--- Exercise details ---
Change every "Results" in the records below to "Points", leaving all other text untouched, and reproduce the records without the pictures.

--- Material provided ---
begin

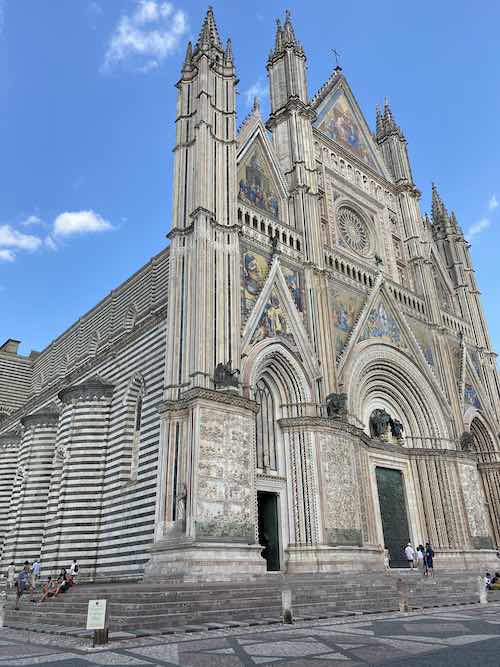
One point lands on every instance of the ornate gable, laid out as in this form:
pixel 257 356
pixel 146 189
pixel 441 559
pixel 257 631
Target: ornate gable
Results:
pixel 340 119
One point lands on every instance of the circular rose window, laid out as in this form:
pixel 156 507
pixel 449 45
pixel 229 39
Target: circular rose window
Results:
pixel 353 230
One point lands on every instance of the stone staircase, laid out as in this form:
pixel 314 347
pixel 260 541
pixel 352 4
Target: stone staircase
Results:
pixel 138 609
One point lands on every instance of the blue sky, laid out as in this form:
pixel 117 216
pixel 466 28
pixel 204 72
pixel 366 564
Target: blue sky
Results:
pixel 87 128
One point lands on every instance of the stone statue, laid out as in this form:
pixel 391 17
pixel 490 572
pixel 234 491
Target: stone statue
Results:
pixel 225 375
pixel 379 421
pixel 275 242
pixel 180 504
pixel 336 405
pixel 396 428
pixel 466 441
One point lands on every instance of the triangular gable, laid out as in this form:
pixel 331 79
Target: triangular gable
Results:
pixel 277 315
pixel 340 119
pixel 382 322
pixel 260 181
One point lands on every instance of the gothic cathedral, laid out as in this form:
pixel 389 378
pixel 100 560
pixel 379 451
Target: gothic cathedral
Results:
pixel 302 381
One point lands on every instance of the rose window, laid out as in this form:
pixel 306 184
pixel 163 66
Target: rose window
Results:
pixel 353 230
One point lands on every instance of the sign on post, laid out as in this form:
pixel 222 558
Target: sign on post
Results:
pixel 96 615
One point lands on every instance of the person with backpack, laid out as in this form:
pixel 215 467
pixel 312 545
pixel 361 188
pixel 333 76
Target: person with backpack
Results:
pixel 73 570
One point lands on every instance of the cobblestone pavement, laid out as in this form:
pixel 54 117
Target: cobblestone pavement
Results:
pixel 462 637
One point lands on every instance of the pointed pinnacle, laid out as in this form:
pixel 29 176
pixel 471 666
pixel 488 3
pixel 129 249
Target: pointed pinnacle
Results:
pixel 209 35
pixel 228 55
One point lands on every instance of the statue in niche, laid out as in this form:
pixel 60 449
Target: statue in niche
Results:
pixel 180 504
pixel 467 441
pixel 225 376
pixel 396 428
pixel 379 421
pixel 336 405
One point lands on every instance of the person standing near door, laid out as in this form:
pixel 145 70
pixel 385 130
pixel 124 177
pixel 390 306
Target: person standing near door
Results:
pixel 410 555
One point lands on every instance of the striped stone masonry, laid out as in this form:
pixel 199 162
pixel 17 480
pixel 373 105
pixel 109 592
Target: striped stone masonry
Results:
pixel 28 506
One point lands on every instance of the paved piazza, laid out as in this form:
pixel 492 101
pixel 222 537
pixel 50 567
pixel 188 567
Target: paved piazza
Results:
pixel 463 637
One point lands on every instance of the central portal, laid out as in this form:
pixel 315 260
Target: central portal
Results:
pixel 267 504
pixel 393 513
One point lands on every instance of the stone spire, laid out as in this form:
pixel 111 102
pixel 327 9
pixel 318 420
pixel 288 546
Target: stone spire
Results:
pixel 209 35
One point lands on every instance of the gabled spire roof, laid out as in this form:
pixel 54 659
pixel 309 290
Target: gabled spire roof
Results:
pixel 285 38
pixel 209 35
pixel 385 124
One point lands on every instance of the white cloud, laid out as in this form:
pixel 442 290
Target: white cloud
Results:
pixel 6 256
pixel 80 222
pixel 11 238
pixel 50 243
pixel 258 89
pixel 31 220
pixel 479 227
pixel 147 36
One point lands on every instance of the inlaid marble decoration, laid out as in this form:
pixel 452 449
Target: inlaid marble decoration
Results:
pixel 336 120
pixel 256 185
pixel 474 357
pixel 381 324
pixel 293 280
pixel 424 339
pixel 456 357
pixel 471 398
pixel 255 272
pixel 273 322
pixel 347 306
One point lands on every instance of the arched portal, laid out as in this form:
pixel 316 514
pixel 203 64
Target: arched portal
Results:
pixel 285 474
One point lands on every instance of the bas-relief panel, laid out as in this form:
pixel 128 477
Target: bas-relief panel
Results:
pixel 471 398
pixel 346 309
pixel 256 183
pixel 474 500
pixel 255 271
pixel 381 324
pixel 336 120
pixel 342 504
pixel 273 321
pixel 225 494
pixel 424 339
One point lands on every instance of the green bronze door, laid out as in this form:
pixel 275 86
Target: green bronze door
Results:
pixel 392 501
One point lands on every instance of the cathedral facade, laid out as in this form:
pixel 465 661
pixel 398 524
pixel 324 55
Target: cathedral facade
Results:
pixel 302 381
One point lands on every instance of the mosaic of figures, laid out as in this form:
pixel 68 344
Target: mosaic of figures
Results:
pixel 471 398
pixel 256 184
pixel 346 309
pixel 381 324
pixel 273 322
pixel 336 120
pixel 255 271
pixel 424 339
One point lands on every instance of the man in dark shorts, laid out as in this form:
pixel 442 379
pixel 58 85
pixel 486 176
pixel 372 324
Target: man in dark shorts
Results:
pixel 22 582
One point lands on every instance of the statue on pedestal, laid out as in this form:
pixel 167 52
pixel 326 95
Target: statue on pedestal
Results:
pixel 225 376
pixel 336 405
pixel 379 422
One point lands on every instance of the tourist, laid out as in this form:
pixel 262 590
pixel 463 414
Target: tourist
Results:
pixel 73 571
pixel 48 590
pixel 421 558
pixel 429 560
pixel 410 555
pixel 22 582
pixel 11 575
pixel 35 574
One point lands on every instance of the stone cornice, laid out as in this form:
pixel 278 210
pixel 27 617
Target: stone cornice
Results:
pixel 47 416
pixel 224 397
pixel 124 339
pixel 93 389
pixel 10 440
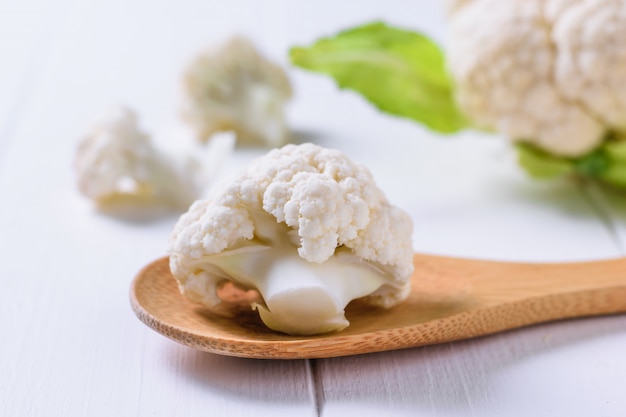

end

--- Output of the exercise ---
One point lands on every instance of the ornate gable, laid out as in this form:
pixel 257 356
pixel 146 189
pixel 441 559
pixel 257 631
Target: ornate gable
Points:
pixel 340 119
One point lands on every instance of the circular rose window, laid out as in this form:
pixel 156 507
pixel 449 45
pixel 229 39
Target: circular rose window
Points:
pixel 353 230
One point lands on every instance of the stone staircase, laid out as in this form:
pixel 314 347
pixel 260 541
pixel 352 4
Target: stone staircase
Points:
pixel 138 609
One point lands on every instance of the blue sky, laid out as in this form:
pixel 117 216
pixel 466 28
pixel 204 72
pixel 366 564
Target: blue sky
Points:
pixel 87 128
One point lands on every instance of the stone statue, laid out as in this form:
pixel 391 17
pixel 490 572
pixel 234 491
Target: stone statue
Points:
pixel 225 375
pixel 379 421
pixel 275 242
pixel 180 504
pixel 336 405
pixel 396 428
pixel 466 441
One point lands on every instance of the triangular gable, laid out as in this form:
pixel 331 79
Target: triangular gable
Points:
pixel 277 315
pixel 340 119
pixel 382 322
pixel 260 181
One point lands on every instance of the gothic cathedral, laid out as in this form:
pixel 389 378
pixel 100 560
pixel 379 451
Target: gothic cathedral
Points:
pixel 302 381
One point lands on every instance of the rose window, laid out as in this form:
pixel 306 184
pixel 163 66
Target: rose window
Points:
pixel 353 230
One point lands on every instance of the sign on post, laid out as in this form:
pixel 222 558
Target: sign on post
Points:
pixel 96 615
One point lands on every instance of the person with backpack, laid out as in this form:
pixel 215 467
pixel 312 545
pixel 361 188
pixel 333 76
Target: person with backpack
Points:
pixel 73 570
One point lands on every instance of the cobblestone pavement, laid out as in this form:
pixel 54 117
Target: cobblestone pavement
Points:
pixel 462 637
One point lands on every instance of the pointed pinnacle, laid out as in this form:
pixel 29 176
pixel 471 666
pixel 488 3
pixel 129 249
Target: pointed pinnacle
Points:
pixel 209 35
pixel 228 55
One point lands on every instance of the statue in niche, laid out as in this form:
pixel 60 449
Target: statue in niche
Points:
pixel 180 504
pixel 467 441
pixel 225 376
pixel 396 428
pixel 379 421
pixel 336 405
One point lands on every instance of the person standing near door, laid out as in this form:
pixel 145 70
pixel 385 130
pixel 124 177
pixel 390 306
Target: person standing near door
Points:
pixel 410 555
One point lands on every instance of the striped stone masonry, laid out as in this form:
pixel 199 162
pixel 17 480
pixel 373 105
pixel 109 592
Target: striped stone masonry
Points:
pixel 28 506
One point lands on every instance of the paved piazza, laid out as in this form:
pixel 492 101
pixel 222 537
pixel 50 567
pixel 188 567
Target: paved piazza
Points:
pixel 463 637
One point lands on every instance of the central portal, laid out as in this form:
pixel 315 260
Target: central portal
Points:
pixel 267 504
pixel 393 513
One point lands on every instance of the stone spire, laid out as in this form:
pixel 111 102
pixel 327 9
pixel 318 420
pixel 288 546
Target: stone spire
Points:
pixel 209 35
One point lands on every instance of the gabled spire roof, laid out as in this form:
pixel 54 659
pixel 309 290
Target: gabled spire roof
Points:
pixel 285 38
pixel 209 35
pixel 385 124
One point lands on every instance of the white cloud, laid out as in this form:
pixel 442 290
Target: white cloud
Points:
pixel 6 256
pixel 80 222
pixel 11 238
pixel 50 243
pixel 258 89
pixel 31 220
pixel 479 227
pixel 147 36
One point lands on every instance of the inlaid marble decoration, laid out as in this form:
pixel 452 449
Target: inlaid marble decoration
Points:
pixel 336 120
pixel 256 185
pixel 474 357
pixel 381 324
pixel 293 280
pixel 424 339
pixel 456 357
pixel 471 398
pixel 255 272
pixel 273 322
pixel 347 306
One point lands on every instance of the arched portal, laid out as in this form:
pixel 316 514
pixel 203 64
Target: arched portal
Points:
pixel 285 474
One point lands on every instance of the bas-relief panel, laid out as in this form:
pixel 128 477
Target: bas-relief panel
Points:
pixel 471 398
pixel 346 309
pixel 256 183
pixel 474 500
pixel 255 271
pixel 381 324
pixel 336 120
pixel 342 504
pixel 273 321
pixel 225 494
pixel 424 339
One point lands on every instance of the green bronze door, laid out as in this form:
pixel 275 86
Target: green bronze door
Points:
pixel 392 501
One point lands on every instance of the cathedral facade, laid out as in this form:
pixel 465 661
pixel 398 524
pixel 324 55
Target: cathedral facade
Points:
pixel 302 381
One point lands on every instance of the mosaic of figures, laid out as in this form:
pixel 68 344
Target: mosaic of figures
Points:
pixel 471 398
pixel 256 184
pixel 346 309
pixel 381 324
pixel 273 322
pixel 336 120
pixel 255 271
pixel 424 339
One point lands on every instance of the man in dark shorts, laid out as in this form:
pixel 442 379
pixel 58 85
pixel 486 176
pixel 372 324
Target: man in dark shorts
Points:
pixel 22 582
One point lands on every instance of the statue on pedestal, laid out as in this form:
pixel 167 52
pixel 326 95
Target: statue on pedestal
Points:
pixel 225 376
pixel 336 405
pixel 379 422
One point lands on every instance of the tourist, laid out as in this form:
pixel 262 590
pixel 463 414
Target: tourist
Points:
pixel 73 571
pixel 48 590
pixel 421 558
pixel 429 560
pixel 410 555
pixel 22 582
pixel 11 575
pixel 35 574
One point lands on every instance of the stone cornice, laid out as in this form:
pixel 278 210
pixel 27 617
Target: stone cornice
Points:
pixel 47 416
pixel 224 397
pixel 124 339
pixel 93 389
pixel 10 440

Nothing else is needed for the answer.